═══ SUPPLIED RECORDS

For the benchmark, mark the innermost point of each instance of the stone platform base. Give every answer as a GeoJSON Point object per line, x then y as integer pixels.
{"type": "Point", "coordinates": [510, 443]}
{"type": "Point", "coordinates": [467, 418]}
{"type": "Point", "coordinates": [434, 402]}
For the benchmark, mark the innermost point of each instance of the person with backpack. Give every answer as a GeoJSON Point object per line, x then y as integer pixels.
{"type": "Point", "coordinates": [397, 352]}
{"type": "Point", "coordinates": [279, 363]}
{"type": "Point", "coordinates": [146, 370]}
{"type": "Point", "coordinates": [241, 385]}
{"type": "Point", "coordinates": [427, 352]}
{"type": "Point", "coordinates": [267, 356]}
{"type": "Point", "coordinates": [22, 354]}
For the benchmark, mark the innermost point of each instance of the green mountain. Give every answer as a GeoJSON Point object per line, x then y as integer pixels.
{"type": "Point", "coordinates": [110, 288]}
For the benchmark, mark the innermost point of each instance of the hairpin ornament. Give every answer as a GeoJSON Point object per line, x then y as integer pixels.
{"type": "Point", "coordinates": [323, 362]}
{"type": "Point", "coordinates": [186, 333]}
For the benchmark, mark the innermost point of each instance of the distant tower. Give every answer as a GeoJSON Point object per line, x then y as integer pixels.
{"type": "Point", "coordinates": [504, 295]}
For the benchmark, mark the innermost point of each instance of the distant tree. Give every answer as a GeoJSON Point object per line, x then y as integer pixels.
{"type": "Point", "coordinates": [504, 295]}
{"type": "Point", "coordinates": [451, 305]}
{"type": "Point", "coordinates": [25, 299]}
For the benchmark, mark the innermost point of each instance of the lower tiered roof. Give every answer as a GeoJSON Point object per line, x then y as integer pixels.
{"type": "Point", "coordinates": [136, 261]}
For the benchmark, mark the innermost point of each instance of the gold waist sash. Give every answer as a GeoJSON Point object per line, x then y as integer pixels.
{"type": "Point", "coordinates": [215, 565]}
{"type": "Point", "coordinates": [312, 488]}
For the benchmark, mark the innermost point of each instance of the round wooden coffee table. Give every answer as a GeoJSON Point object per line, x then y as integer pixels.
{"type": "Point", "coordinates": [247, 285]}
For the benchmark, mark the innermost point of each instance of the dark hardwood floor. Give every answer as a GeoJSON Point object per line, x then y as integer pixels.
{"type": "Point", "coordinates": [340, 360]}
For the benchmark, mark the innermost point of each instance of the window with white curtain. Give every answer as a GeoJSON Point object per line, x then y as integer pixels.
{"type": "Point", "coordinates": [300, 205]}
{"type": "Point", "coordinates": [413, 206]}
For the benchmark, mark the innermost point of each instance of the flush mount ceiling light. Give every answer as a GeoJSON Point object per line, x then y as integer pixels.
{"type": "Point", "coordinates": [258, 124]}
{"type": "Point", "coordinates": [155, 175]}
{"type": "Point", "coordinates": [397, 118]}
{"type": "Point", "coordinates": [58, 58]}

══════

▸ WORK REQUIRED: The records above should be returned exactly.

▸ WRITTEN SOLUTION:
For the benchmark, mark the innermost point of each instance of the stone platform base. Give every answer as a GeoJSON Point object per line, x then y as integer pixels.
{"type": "Point", "coordinates": [510, 443]}
{"type": "Point", "coordinates": [467, 418]}
{"type": "Point", "coordinates": [434, 402]}
For the benchmark, mark the innermost point of each instance of the person with backpack. Give every answer as a GeoJSON Point object per line, x then y as integer pixels.
{"type": "Point", "coordinates": [397, 352]}
{"type": "Point", "coordinates": [279, 363]}
{"type": "Point", "coordinates": [146, 370]}
{"type": "Point", "coordinates": [241, 385]}
{"type": "Point", "coordinates": [427, 352]}
{"type": "Point", "coordinates": [267, 356]}
{"type": "Point", "coordinates": [22, 354]}
For the benchmark, mark the innermost point of each instance of the green mountain. Give every answer as a GeoJSON Point object per line, x then y as integer pixels.
{"type": "Point", "coordinates": [110, 288]}
For the benchmark, mark the innermost point of each instance of the hairpin ornament. Give every answer as a GeoJSON Point object per line, x then y as integer pixels.
{"type": "Point", "coordinates": [323, 362]}
{"type": "Point", "coordinates": [186, 333]}
For the benchmark, mark the innermost point of each instance of the distant tower. Give every answer as a GeoJSON Point object per line, x then y as integer pixels.
{"type": "Point", "coordinates": [504, 295]}
For the benchmark, mark the innermost point of each instance of the distant tree. Give every answer as a GeoJSON Point object per line, x then y as integer pixels.
{"type": "Point", "coordinates": [504, 295]}
{"type": "Point", "coordinates": [451, 305]}
{"type": "Point", "coordinates": [25, 299]}
For the benchmark, mark the innermost point of each instance of the lower tiered roof. Give every answer as a GeoJSON Point object per line, x then y as integer pixels.
{"type": "Point", "coordinates": [136, 261]}
For the benchmark, mark the innermost point of each instance of the gold waist sash. Give every answer as a GeoJSON Point object per line, x then y as integer pixels.
{"type": "Point", "coordinates": [215, 565]}
{"type": "Point", "coordinates": [312, 488]}
For the benchmark, mark the innermost point of each instance of the round wooden coffee table. Give every answer as a GeoJSON Point object per line, x then y as integer pixels.
{"type": "Point", "coordinates": [247, 285]}
For the benchmark, mark the innermost point of each instance of the dark hardwood floor. Give every answer as a GeoJSON Point object per line, x then y as integer pixels.
{"type": "Point", "coordinates": [340, 360]}
For the benchmark, mark the innermost point of each instance of the window with white curtain. Give every answer as a GeoJSON Point object per line, x then y as integer pixels.
{"type": "Point", "coordinates": [300, 205]}
{"type": "Point", "coordinates": [413, 206]}
For the benchmark, mark the innermost point of each instance of the flush mount ceiling light. Give every answer as a GeoJSON Point object per line, x then y as integer pixels.
{"type": "Point", "coordinates": [258, 124]}
{"type": "Point", "coordinates": [155, 175]}
{"type": "Point", "coordinates": [397, 118]}
{"type": "Point", "coordinates": [58, 58]}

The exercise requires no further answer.